Rarely, but often enough to notice, say once a month, I do typing errors which blows my mind. I probably wouldn't have noticed them if they hadn't come in bursts, but they do. I'm not talking about the typical typing-a-letter-that-is-next-to-the-one-I-was-aiming-for-error. No! This is way stranger.
The latest one has happened two-three times in the last few weeks. I typed n instead of h. No biggie. Last time it was 0 instead of o. Before that it was I instead of l. Before that it was 1 instead of I. If nothing else, that last one is a dead giveaway. Somehow, very rarely, my brain maps my finger movement to the shape of a letter resembling the look of the desired one.
The reason I react to this is dissonance. In my rational thought-process, the letter I'm going to type next maps to what word I'm currently typing. To the muscle-memory of how I've typed the sequence thousands of times before. To how it sounds. Possibly to when I learned to spell the word in school. The idea that the shape somehow takes precedence seems ridiculous to me. Nonetheless it still does at rare occasions. An anomaly.
Would a machine, albeit a meat machine, make such errors? Sure. Would it react to those kinds of errors with some measure of astonishment? Doubt it. To me, this example shows there is an observer, a me, behind the meat.
There are so many things in our society that takes for granted that we are not just machines, products of our past, destined to do whatever we are genetically and environmentally programmed for. The hole idea of the law makes no sense what so ever if humans are meat machines, without any real control of what they're going to do. How can you convict a murderer if he doesn't have a will of his own? Still, this mad idea prevails in science, where consciousness is considered an epiphenomenon of neurons firing in the brain. Little by little, I think they're losing the war. Even to small things like a minor error in brain.

• HOW TO COMPLETE THIS TASK
Update the passage on typing errors from "There are so" up to and including "error in brain.", changing "society" to "culture".

• MATERIAL PROVIDED
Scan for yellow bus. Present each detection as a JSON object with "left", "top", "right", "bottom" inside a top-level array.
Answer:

• RESPONSE BELOW
There are so many things in our culture that takes for granted that we are not just machines, products of our past, destined to do whatever we are genetically and environmentally programmed for. The hole idea of the law makes no sense what so ever if humans are meat machines, without any real control of what they're going to do. How can you convict a murderer if he doesn't have a will of his own? Still, this mad idea prevails in science, where consciousness is considered an epiphenomenon of neurons firing in the brain. Little by little, I think they're losing the war. Even to small things like a minor error in brain.